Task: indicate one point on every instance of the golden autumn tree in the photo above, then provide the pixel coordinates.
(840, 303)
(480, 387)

---

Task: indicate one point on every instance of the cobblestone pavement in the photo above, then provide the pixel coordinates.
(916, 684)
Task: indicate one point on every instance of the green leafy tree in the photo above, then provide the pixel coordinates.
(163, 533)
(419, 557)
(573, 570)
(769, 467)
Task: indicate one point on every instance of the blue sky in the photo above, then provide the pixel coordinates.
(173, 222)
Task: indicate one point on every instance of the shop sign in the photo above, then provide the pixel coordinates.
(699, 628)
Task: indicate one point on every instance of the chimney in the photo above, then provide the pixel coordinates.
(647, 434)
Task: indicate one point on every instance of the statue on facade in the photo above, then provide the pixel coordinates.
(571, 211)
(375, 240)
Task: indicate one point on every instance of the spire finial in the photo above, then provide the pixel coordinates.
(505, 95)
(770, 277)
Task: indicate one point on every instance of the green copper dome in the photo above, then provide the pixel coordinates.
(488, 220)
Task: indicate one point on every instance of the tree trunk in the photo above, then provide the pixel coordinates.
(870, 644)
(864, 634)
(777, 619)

* * *

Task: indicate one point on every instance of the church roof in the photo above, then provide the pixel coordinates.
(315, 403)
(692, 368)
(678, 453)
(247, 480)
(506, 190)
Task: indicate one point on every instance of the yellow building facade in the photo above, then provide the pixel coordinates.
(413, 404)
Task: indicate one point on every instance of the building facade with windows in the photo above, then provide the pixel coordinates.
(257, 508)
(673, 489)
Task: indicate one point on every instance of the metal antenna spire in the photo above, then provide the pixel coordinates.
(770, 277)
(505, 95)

### WHAT IS BEING ASKED
List every line of the entries above that contains the word "tree".

### TASK OUTPUT
Task: indicate one point on every instance of the golden autumn tree in the photo above, then provide the pixel coordinates.
Task: indicate one point on every instance of the green leafy tree in the photo above, then provide the pixel coordinates.
Task: indicate one point on every instance of the tree trunk in the photo above, then provide the pixel coordinates.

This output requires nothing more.